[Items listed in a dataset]
************

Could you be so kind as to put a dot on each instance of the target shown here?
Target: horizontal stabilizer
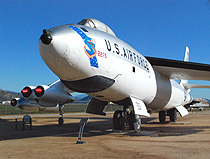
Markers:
(175, 69)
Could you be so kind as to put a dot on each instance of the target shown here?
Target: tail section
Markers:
(186, 59)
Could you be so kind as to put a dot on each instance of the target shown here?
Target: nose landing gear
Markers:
(126, 119)
(60, 120)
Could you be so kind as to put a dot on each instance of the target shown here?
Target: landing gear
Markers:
(162, 116)
(171, 113)
(119, 120)
(60, 120)
(126, 119)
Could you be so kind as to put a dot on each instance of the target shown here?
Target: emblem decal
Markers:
(89, 46)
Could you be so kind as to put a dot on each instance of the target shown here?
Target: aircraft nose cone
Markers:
(46, 37)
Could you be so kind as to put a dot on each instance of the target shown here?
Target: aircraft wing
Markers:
(175, 69)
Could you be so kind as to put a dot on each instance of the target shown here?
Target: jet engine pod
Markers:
(51, 96)
(14, 102)
(27, 92)
(39, 91)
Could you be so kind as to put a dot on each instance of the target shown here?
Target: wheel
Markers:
(137, 123)
(173, 115)
(118, 120)
(162, 116)
(131, 120)
(60, 121)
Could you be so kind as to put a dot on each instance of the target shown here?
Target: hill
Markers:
(7, 95)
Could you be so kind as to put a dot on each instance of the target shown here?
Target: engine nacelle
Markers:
(28, 92)
(31, 106)
(50, 96)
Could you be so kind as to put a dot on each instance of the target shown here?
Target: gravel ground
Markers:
(188, 138)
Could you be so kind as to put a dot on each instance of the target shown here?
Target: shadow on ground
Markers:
(95, 127)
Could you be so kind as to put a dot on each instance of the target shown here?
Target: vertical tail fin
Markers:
(186, 59)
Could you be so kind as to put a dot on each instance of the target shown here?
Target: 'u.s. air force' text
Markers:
(128, 54)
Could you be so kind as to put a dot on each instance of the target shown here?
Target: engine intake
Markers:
(26, 92)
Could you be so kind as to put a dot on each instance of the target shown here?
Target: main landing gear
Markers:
(171, 113)
(126, 119)
(60, 120)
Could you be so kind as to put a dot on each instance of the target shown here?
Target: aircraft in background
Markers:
(89, 58)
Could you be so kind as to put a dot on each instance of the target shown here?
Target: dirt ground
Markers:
(188, 138)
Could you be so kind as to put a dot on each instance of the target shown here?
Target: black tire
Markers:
(162, 116)
(118, 120)
(137, 123)
(173, 115)
(60, 121)
(131, 120)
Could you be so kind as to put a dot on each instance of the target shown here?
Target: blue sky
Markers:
(160, 28)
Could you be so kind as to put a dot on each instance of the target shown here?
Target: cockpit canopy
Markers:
(93, 23)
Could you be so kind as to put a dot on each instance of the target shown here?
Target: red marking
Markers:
(102, 54)
(38, 90)
(90, 56)
(25, 91)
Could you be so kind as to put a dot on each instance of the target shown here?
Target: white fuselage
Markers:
(77, 53)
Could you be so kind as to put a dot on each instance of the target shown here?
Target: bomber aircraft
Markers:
(89, 58)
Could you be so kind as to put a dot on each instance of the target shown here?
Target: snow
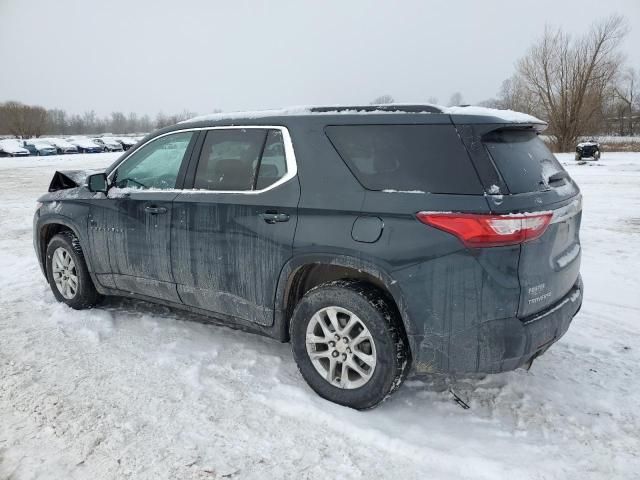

************

# SHORT TASK
Report each line of the material above that contains the word "gear", copying every such line in full.

# SOLUTION TO THE PROBLEM
Target: nose landing gear
Target: landing gear
Target: main landing gear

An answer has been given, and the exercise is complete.